* TASK TO CARRY OUT *
In the data below, output everything from the line containing "class is beige" down to the line containing "[531,198,584,246]", both included, as a JSON list of strings with one string per line and blank lines omitted.

* GIVEN ENTRIES *
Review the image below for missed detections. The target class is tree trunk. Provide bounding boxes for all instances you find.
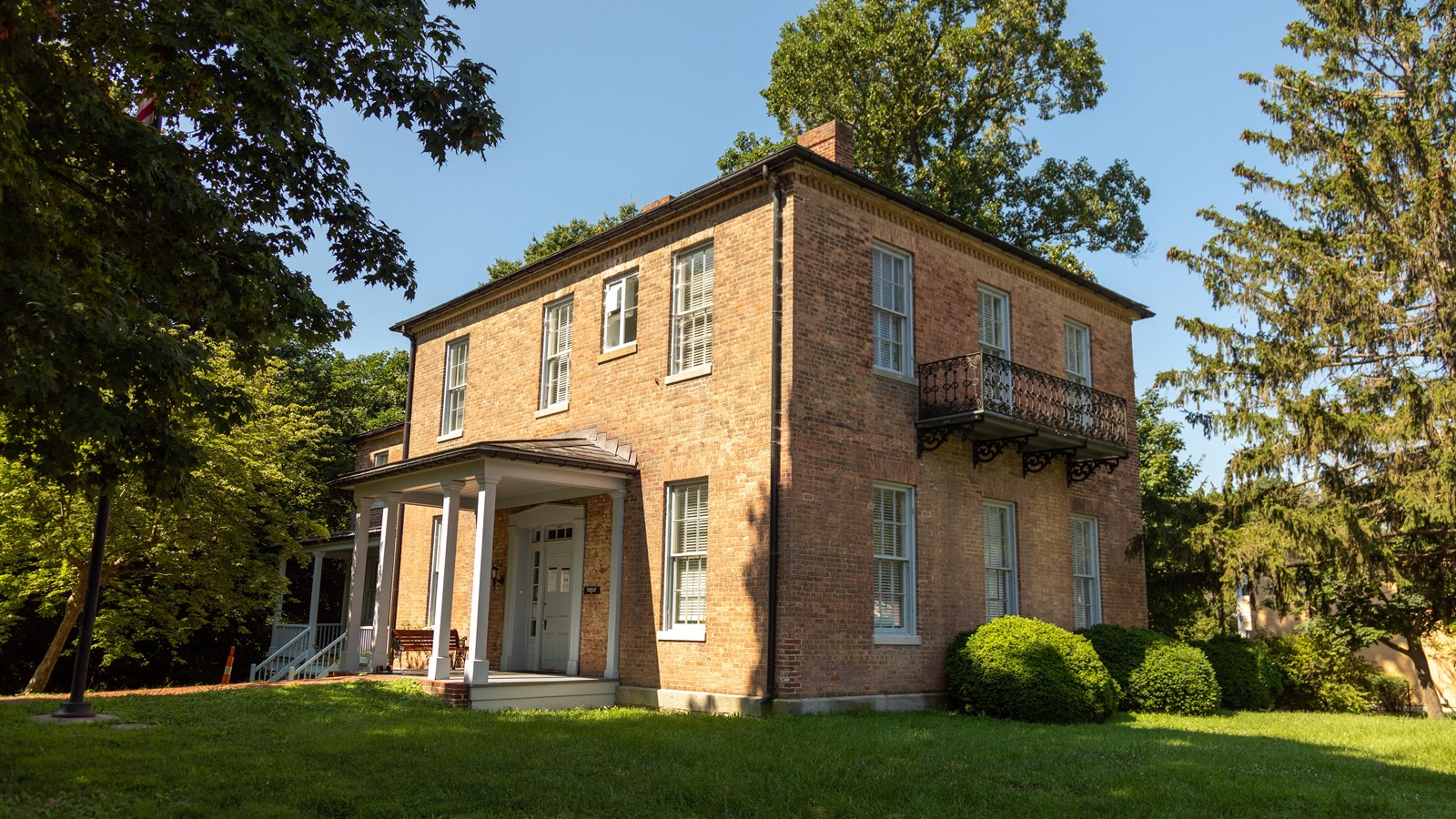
[1405,635,1446,720]
[24,565,87,693]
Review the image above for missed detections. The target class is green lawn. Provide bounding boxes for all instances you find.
[0,682,1456,817]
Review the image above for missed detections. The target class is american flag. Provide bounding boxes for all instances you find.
[136,92,162,130]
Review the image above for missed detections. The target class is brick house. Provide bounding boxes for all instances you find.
[316,123,1150,714]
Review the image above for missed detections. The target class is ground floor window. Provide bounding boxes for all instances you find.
[981,500,1016,621]
[665,480,708,630]
[1072,514,1102,628]
[874,482,915,634]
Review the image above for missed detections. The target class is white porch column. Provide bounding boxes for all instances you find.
[308,552,323,630]
[369,494,403,671]
[340,495,374,673]
[464,475,500,685]
[430,480,464,679]
[602,490,628,679]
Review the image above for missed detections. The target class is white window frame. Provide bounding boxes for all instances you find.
[658,478,711,642]
[1068,514,1102,628]
[1061,319,1092,386]
[981,499,1021,622]
[602,269,638,353]
[425,514,446,628]
[871,242,915,378]
[537,296,575,411]
[668,242,713,380]
[976,284,1012,361]
[871,480,915,642]
[440,335,470,440]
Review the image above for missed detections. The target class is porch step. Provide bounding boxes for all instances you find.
[470,679,617,711]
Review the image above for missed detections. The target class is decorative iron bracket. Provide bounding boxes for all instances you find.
[1067,456,1123,487]
[915,421,976,456]
[1021,449,1076,478]
[971,436,1032,466]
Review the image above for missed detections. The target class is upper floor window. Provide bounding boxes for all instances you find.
[665,480,708,630]
[874,482,915,634]
[440,337,470,436]
[541,296,572,410]
[978,284,1010,359]
[1063,319,1092,386]
[874,245,915,376]
[602,269,636,353]
[672,245,713,375]
[981,500,1016,621]
[1072,514,1102,628]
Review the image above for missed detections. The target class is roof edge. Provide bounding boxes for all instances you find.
[389,145,1155,339]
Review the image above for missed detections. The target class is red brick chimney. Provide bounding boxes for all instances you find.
[798,119,854,170]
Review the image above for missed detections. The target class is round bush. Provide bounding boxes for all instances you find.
[1077,622,1170,700]
[945,616,1118,723]
[1127,642,1223,715]
[1194,634,1284,711]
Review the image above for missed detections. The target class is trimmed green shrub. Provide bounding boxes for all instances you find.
[1127,642,1223,717]
[1264,630,1379,713]
[1191,634,1284,711]
[1374,673,1412,714]
[1077,622,1172,708]
[945,616,1118,723]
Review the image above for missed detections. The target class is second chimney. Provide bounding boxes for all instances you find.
[798,119,854,170]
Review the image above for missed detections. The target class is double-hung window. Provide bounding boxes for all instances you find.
[981,500,1016,621]
[977,286,1010,414]
[1061,319,1092,427]
[664,480,708,637]
[670,245,713,375]
[874,245,915,376]
[874,482,915,634]
[602,269,636,353]
[1072,514,1102,628]
[541,296,572,410]
[440,337,470,436]
[425,514,444,628]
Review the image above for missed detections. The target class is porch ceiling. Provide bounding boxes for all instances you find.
[329,437,638,507]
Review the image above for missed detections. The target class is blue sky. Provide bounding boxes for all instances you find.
[301,0,1300,475]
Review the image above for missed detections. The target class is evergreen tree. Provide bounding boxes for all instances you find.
[1162,0,1456,717]
[718,0,1148,272]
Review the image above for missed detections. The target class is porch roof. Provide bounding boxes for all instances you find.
[329,436,638,502]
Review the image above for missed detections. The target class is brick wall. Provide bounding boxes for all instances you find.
[399,187,774,693]
[777,172,1146,696]
[375,156,1146,696]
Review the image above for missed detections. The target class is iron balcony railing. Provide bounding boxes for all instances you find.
[915,353,1127,446]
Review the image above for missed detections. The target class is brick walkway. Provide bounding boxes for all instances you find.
[0,674,393,703]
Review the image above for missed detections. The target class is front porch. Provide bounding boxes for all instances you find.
[335,436,636,710]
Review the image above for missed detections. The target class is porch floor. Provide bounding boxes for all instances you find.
[369,669,617,711]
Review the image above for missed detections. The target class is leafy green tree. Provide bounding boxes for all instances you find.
[0,0,500,491]
[1160,0,1456,717]
[279,344,410,532]
[485,203,639,281]
[0,350,330,693]
[718,0,1148,272]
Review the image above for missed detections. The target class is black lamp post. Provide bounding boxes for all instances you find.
[54,492,111,720]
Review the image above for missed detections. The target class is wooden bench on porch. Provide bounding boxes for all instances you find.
[389,628,469,669]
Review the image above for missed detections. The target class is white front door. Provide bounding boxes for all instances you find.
[526,526,581,672]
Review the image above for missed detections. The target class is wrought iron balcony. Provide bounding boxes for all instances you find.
[915,353,1128,480]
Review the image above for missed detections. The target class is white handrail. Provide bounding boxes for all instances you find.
[248,627,313,682]
[288,632,349,679]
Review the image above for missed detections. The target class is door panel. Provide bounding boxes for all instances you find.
[541,541,578,672]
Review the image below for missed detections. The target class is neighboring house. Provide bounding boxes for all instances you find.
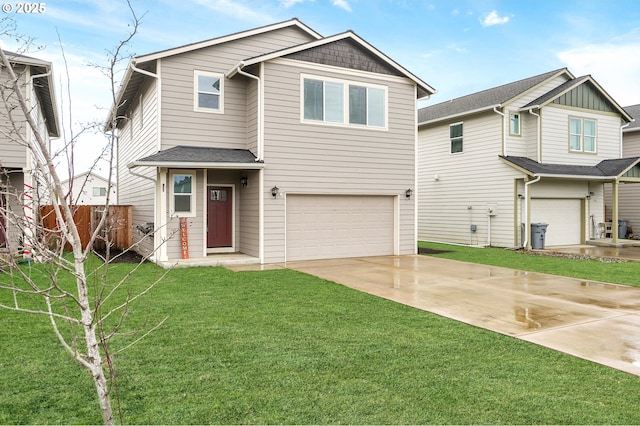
[107,19,434,264]
[0,51,60,251]
[62,172,117,205]
[418,68,639,247]
[606,104,640,236]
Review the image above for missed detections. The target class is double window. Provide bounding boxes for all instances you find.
[302,77,387,128]
[193,71,223,112]
[449,123,462,154]
[170,172,196,217]
[569,117,596,152]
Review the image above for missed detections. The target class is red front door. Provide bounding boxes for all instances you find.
[207,186,233,248]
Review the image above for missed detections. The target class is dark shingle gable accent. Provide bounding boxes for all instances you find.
[500,155,639,178]
[284,39,403,76]
[418,68,568,123]
[138,145,256,164]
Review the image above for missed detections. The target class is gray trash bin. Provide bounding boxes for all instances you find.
[531,223,549,249]
[618,219,628,238]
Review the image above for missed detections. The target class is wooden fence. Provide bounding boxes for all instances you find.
[40,205,133,250]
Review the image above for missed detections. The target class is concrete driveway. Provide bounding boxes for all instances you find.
[286,255,640,376]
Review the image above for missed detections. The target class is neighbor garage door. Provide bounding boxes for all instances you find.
[287,195,395,261]
[531,199,582,246]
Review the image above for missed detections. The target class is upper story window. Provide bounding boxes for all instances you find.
[302,77,387,129]
[170,172,196,217]
[569,117,596,152]
[193,70,223,112]
[509,112,520,136]
[449,123,462,154]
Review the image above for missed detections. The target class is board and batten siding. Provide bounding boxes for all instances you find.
[117,79,158,256]
[418,111,523,247]
[161,28,313,149]
[541,105,622,165]
[606,130,640,234]
[263,60,416,262]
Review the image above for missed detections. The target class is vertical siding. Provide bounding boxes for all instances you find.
[117,79,159,255]
[418,112,522,247]
[541,105,621,165]
[162,28,311,149]
[263,61,415,262]
[0,66,27,168]
[607,131,640,234]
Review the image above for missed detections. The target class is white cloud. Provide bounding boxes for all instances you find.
[557,40,640,106]
[480,10,511,27]
[332,0,351,12]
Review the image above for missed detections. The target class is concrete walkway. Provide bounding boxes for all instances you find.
[286,255,640,376]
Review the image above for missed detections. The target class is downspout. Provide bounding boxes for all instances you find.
[229,61,263,161]
[529,108,542,163]
[493,105,507,157]
[522,176,542,249]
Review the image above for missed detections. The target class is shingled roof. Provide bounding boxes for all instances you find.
[133,145,261,167]
[500,155,640,179]
[623,104,640,132]
[418,68,573,124]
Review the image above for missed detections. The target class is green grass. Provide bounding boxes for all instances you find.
[418,241,640,287]
[0,258,640,424]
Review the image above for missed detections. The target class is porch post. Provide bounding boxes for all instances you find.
[154,167,169,262]
[611,178,619,243]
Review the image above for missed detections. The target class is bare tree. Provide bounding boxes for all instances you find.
[0,2,168,424]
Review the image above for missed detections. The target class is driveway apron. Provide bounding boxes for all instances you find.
[286,255,640,376]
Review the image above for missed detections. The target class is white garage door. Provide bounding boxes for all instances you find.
[531,199,582,247]
[287,195,395,261]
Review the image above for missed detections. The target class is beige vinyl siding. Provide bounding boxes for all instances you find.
[0,65,27,168]
[114,79,158,255]
[541,105,621,165]
[418,112,523,247]
[607,130,640,235]
[161,28,312,149]
[167,170,207,260]
[264,61,416,262]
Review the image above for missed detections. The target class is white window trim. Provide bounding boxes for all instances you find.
[193,70,224,114]
[300,73,389,131]
[567,116,598,154]
[509,112,522,136]
[447,121,464,155]
[169,170,197,217]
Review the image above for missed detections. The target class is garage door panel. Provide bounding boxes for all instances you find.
[531,199,583,246]
[287,195,394,260]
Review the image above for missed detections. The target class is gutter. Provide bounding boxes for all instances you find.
[226,61,264,162]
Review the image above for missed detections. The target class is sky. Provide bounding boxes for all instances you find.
[0,0,640,175]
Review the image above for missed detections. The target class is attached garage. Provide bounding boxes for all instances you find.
[286,195,396,261]
[531,198,584,246]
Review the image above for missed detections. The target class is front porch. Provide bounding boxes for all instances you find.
[157,253,260,269]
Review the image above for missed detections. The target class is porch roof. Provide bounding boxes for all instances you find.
[129,145,264,169]
[500,155,640,180]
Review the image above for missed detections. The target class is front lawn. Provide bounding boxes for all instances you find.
[418,241,640,287]
[0,255,640,424]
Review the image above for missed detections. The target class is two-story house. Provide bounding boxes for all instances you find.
[107,19,434,265]
[0,51,60,252]
[418,68,639,247]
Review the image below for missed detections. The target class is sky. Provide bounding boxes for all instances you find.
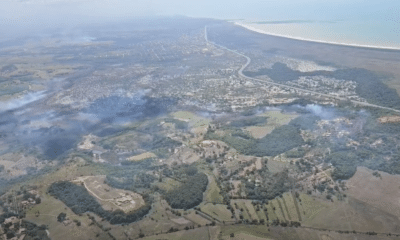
[0,0,400,35]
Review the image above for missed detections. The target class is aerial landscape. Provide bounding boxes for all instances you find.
[0,0,400,240]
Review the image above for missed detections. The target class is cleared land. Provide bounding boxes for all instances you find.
[74,176,145,213]
[245,111,298,138]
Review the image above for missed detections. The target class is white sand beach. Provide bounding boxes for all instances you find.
[234,21,400,50]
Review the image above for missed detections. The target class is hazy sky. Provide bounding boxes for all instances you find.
[0,0,400,27]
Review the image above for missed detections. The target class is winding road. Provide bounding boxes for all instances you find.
[204,26,400,113]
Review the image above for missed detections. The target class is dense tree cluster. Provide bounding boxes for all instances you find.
[48,181,151,224]
[165,173,208,209]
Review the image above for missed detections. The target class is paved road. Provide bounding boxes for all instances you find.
[204,26,400,113]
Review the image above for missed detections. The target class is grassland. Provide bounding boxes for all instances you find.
[200,203,234,222]
[74,176,145,213]
[154,177,182,192]
[126,152,157,162]
[245,111,298,138]
[220,225,273,240]
[171,111,210,128]
[204,176,223,203]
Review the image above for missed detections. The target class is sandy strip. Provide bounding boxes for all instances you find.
[235,22,400,50]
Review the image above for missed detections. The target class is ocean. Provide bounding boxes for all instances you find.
[235,18,400,50]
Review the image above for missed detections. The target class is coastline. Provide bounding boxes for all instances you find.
[234,22,400,51]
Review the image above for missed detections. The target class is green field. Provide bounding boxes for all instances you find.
[205,176,223,203]
[200,203,234,222]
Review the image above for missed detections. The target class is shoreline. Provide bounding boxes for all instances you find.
[234,22,400,51]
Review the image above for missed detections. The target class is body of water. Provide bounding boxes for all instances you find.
[235,18,400,49]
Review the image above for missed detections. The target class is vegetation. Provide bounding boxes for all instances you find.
[105,158,156,192]
[244,63,400,108]
[48,181,151,224]
[165,173,208,209]
[205,125,304,157]
[230,117,267,128]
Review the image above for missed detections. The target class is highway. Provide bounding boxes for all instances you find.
[204,26,400,113]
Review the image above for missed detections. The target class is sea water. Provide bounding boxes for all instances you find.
[236,18,400,49]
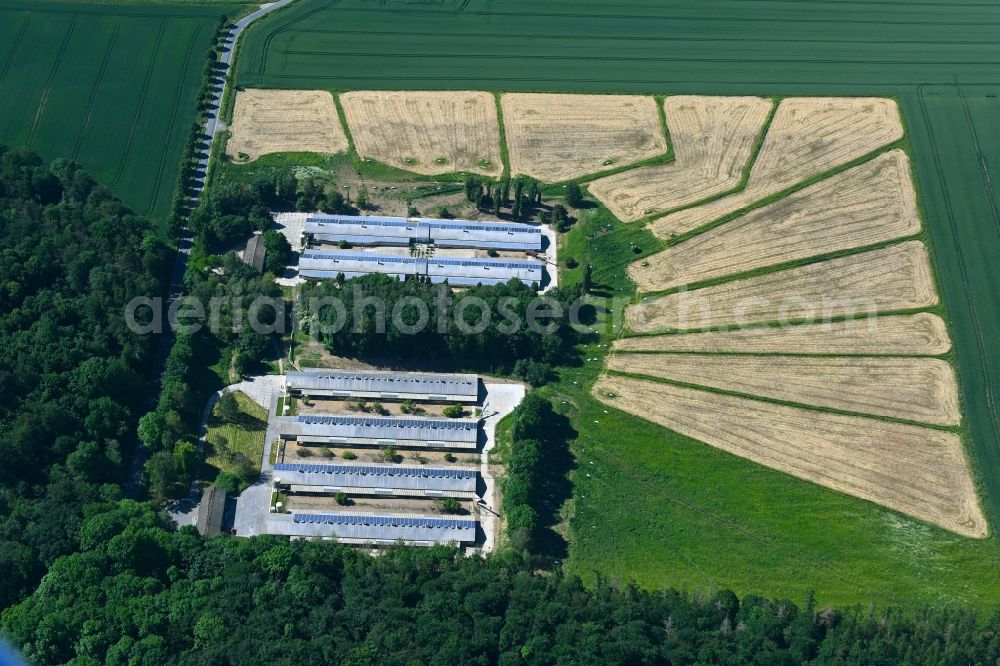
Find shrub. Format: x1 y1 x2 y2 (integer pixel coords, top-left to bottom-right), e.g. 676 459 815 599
212 472 240 496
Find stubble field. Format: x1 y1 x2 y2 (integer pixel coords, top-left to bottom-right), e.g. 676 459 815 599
590 95 772 222
594 375 987 538
608 353 961 426
627 241 938 333
340 91 503 176
613 312 951 356
632 150 920 289
500 93 667 183
653 97 903 238
226 90 348 159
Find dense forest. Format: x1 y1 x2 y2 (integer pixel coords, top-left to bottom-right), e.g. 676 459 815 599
0 148 1000 666
3 502 1000 666
0 147 173 607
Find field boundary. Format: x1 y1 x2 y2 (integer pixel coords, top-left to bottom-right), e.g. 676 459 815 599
142 24 204 215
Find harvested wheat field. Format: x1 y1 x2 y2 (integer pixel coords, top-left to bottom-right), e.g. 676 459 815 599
608 354 961 426
626 241 938 332
226 89 348 160
594 376 987 538
589 95 772 222
652 97 903 238
613 312 951 356
632 150 920 289
500 93 667 183
340 90 503 176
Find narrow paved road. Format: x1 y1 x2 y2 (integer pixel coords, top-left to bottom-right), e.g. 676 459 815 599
125 0 294 499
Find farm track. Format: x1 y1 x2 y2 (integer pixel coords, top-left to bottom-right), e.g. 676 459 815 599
25 16 78 148
141 25 203 215
279 48 1000 67
0 18 30 83
286 28 996 46
257 0 341 83
72 23 121 160
109 21 166 187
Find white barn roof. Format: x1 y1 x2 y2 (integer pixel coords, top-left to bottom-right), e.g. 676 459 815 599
277 414 479 448
267 513 476 546
305 214 543 251
285 370 479 402
299 250 545 286
274 463 478 495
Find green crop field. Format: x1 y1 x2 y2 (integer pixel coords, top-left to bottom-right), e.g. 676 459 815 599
0 0 225 223
237 0 1000 607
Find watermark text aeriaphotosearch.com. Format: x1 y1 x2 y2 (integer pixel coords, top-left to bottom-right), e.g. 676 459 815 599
124 286 878 339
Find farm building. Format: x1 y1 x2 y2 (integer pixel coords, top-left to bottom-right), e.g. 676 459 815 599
305 214 543 251
274 463 478 499
267 513 476 546
285 370 479 402
197 486 226 536
277 414 479 449
299 250 544 287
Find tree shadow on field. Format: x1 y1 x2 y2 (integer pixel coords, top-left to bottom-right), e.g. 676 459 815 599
535 412 577 567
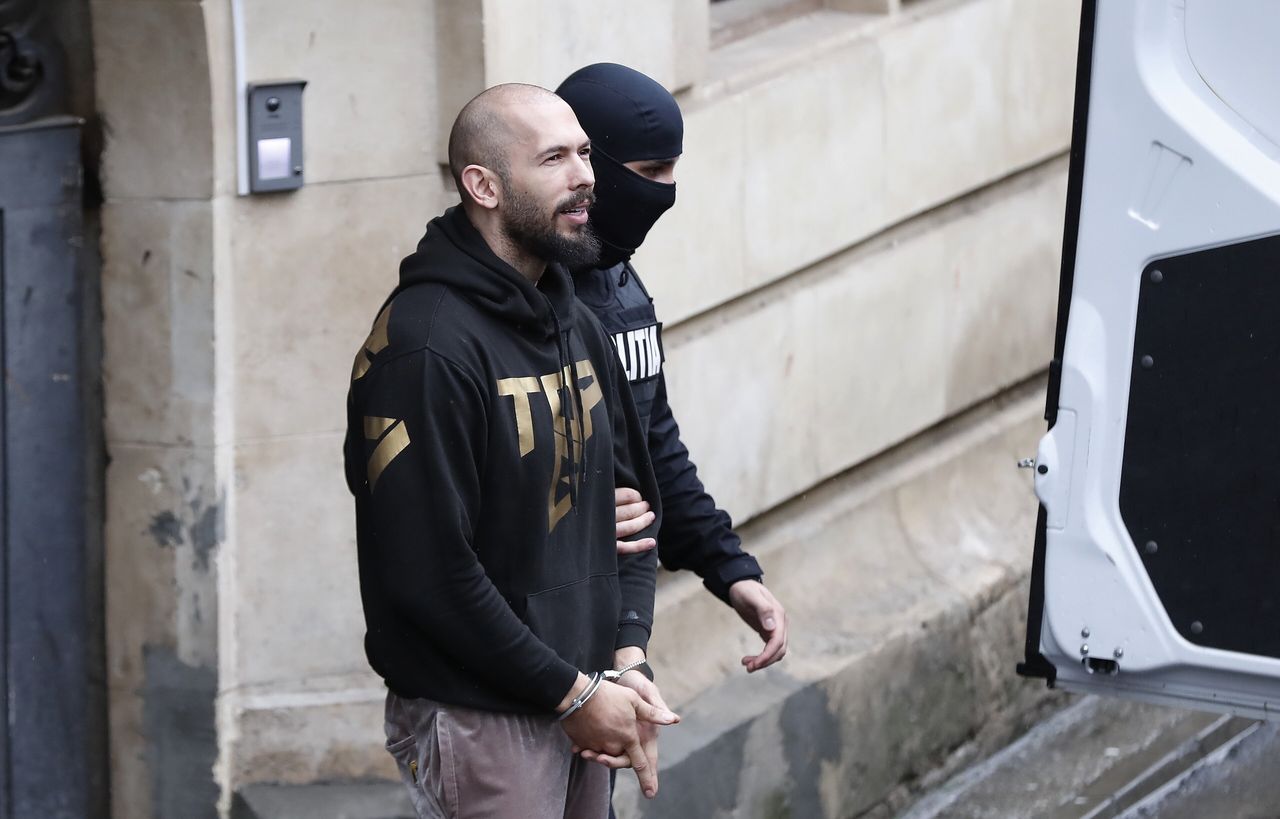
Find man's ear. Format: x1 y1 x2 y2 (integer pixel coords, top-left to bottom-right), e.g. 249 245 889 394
462 165 500 210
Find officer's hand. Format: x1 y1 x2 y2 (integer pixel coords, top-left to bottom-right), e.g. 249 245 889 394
613 489 658 554
728 580 787 672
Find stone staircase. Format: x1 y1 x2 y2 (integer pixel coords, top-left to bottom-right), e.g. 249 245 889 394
614 379 1062 819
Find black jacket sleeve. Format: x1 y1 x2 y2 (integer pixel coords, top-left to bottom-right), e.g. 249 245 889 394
600 330 662 649
649 375 763 603
364 351 577 710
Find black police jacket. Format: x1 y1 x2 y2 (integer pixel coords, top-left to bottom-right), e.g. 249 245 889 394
573 262 762 603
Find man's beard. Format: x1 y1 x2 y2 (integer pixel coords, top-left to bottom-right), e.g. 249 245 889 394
503 186 600 269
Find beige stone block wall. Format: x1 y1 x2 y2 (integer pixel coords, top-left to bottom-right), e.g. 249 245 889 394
636 0 1079 322
657 161 1066 520
435 0 710 161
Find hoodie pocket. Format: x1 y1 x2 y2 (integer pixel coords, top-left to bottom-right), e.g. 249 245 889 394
525 572 622 671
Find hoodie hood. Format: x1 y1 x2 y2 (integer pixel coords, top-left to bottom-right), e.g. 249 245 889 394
388 205 573 338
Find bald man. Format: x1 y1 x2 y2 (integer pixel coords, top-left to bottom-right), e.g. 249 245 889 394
344 84 678 819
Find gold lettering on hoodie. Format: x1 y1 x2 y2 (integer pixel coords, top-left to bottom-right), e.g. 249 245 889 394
498 358 604 532
365 415 410 491
351 305 392 381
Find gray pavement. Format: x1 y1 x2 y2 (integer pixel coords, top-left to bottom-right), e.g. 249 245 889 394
902 697 1259 819
1121 723 1280 819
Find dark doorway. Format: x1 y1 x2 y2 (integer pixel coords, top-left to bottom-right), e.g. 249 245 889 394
0 0 106 819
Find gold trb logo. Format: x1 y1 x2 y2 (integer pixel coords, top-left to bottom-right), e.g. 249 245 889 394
365 415 410 491
498 358 604 532
351 305 392 381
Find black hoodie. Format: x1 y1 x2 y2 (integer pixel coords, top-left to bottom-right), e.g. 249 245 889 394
343 207 658 713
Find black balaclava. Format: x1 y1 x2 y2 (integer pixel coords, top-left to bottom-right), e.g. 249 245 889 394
556 63 685 267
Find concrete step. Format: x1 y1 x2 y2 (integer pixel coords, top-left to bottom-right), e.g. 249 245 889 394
900 696 1253 819
614 380 1065 819
1119 722 1280 819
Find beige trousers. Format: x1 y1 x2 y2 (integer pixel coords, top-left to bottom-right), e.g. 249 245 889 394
385 691 609 819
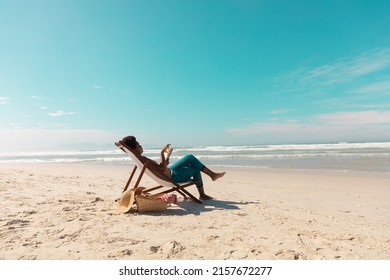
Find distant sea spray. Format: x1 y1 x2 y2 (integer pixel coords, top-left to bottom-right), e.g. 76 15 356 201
0 142 390 174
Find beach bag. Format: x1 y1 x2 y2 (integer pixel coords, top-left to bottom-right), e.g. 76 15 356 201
157 193 177 203
135 194 168 213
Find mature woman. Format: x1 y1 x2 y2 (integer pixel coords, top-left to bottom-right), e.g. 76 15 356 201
122 136 226 200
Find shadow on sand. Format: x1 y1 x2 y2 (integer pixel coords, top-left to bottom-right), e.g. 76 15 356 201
129 200 258 216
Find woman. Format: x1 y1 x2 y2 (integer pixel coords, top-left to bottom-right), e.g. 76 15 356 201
122 136 226 200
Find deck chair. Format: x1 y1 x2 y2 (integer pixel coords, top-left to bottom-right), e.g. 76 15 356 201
115 141 202 206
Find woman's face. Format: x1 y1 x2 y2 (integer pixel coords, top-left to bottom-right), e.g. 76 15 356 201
135 141 144 155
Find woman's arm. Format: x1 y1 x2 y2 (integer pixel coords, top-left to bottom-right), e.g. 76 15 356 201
160 144 172 170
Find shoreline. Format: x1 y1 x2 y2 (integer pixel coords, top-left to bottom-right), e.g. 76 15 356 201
0 163 390 260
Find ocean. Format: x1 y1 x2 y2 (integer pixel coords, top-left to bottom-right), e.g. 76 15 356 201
0 142 390 175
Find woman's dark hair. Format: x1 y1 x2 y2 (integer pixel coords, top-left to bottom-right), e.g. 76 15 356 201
122 136 137 149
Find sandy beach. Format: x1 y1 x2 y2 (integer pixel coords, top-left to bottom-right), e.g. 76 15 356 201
0 164 390 260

* RESULT BELOW *
[
  "Review the image above for missed detections. The target class is beige vinyl siding. Provide bounding boxes for all instances you find.",
  "[0,65,27,168]",
  "[114,79,158,255]",
  "[541,105,621,165]",
  "[418,112,523,247]",
  "[607,130,640,235]",
  "[161,28,312,149]",
  "[167,170,207,260]",
  "[264,61,416,262]",
  "Review the image above for missed detections. The target class is white window trim. Provide bounding boxes for all instances you find.",
  "[193,70,224,114]",
  "[300,73,389,131]",
  "[567,116,598,154]",
  "[509,112,522,136]",
  "[447,121,464,155]",
  "[169,170,197,217]",
  "Review the image above for missed detections. The target class is garage door panel. Provide bounding boxes for all instances you find.",
  "[531,199,583,246]",
  "[287,195,394,260]",
  "Review the image above for missed detections. The target class is gutter. Provide bounding boxes for all instances you find.",
  "[226,61,264,162]",
  "Review the image above for missed detections. The target class is sky. Provide bounding boxes for all instances you find.",
  "[0,0,640,175]",
  "Review the image above for missed detections. The target class is attached garage. Provide bounding boxes for all instances you find.",
  "[286,195,396,261]",
  "[531,198,584,246]"
]